What is being asked => Using the listing below, please count the lines that contain the string "hand". Only the number is wanted.

Given data =>

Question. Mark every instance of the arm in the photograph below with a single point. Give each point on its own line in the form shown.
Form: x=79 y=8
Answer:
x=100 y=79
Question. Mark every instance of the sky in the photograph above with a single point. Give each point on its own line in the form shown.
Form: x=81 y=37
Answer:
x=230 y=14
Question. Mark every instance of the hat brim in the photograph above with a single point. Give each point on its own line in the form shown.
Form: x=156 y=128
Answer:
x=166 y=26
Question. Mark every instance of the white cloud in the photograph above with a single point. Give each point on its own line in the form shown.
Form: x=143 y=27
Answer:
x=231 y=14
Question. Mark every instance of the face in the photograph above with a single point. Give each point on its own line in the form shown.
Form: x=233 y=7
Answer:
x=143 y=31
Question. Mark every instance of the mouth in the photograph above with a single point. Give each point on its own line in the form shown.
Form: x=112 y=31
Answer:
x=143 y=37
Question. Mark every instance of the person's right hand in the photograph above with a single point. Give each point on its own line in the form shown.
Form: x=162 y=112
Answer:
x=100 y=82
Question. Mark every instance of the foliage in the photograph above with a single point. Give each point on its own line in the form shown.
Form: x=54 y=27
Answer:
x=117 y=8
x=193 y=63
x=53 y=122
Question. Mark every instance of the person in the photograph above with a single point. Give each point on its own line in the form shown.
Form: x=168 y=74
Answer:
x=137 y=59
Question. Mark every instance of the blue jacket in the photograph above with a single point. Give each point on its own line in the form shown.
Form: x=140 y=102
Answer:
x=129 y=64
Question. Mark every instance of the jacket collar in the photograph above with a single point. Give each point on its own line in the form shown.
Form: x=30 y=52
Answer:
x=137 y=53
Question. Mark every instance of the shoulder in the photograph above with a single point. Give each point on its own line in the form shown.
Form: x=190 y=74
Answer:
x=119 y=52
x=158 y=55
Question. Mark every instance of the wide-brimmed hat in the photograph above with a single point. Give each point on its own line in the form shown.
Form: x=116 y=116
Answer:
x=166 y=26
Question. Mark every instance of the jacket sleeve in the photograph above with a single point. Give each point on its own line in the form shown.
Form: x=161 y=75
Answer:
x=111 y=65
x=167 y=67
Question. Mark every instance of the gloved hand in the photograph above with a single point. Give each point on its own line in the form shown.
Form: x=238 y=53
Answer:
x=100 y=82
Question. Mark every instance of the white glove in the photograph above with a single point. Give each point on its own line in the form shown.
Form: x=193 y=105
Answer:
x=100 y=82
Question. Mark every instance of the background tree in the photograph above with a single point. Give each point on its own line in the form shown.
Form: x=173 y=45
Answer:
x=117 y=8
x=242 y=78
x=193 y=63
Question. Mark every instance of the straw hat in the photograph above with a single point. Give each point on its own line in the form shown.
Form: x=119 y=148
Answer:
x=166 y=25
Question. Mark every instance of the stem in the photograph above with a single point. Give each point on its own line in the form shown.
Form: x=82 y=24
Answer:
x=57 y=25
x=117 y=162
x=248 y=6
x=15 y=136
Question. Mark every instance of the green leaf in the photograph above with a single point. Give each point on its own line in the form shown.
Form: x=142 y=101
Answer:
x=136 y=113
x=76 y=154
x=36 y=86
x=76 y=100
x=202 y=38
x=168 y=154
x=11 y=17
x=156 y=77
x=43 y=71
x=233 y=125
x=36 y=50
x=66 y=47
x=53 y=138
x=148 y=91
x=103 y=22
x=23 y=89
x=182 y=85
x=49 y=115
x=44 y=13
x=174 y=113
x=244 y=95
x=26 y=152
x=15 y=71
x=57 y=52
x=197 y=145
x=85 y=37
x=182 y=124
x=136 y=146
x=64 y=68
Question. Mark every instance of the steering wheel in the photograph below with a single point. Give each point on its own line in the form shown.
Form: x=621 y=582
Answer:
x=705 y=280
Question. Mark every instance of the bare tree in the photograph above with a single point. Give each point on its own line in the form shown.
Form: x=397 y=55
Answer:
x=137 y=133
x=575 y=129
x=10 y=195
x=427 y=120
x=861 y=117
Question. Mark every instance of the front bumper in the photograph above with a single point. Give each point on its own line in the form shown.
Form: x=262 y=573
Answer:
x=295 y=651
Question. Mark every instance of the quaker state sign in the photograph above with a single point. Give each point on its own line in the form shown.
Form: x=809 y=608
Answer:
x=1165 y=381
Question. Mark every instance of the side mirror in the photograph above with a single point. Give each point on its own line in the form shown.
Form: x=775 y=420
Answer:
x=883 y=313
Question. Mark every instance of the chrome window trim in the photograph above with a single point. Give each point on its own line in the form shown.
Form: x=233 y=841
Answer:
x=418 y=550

Response to this task => 2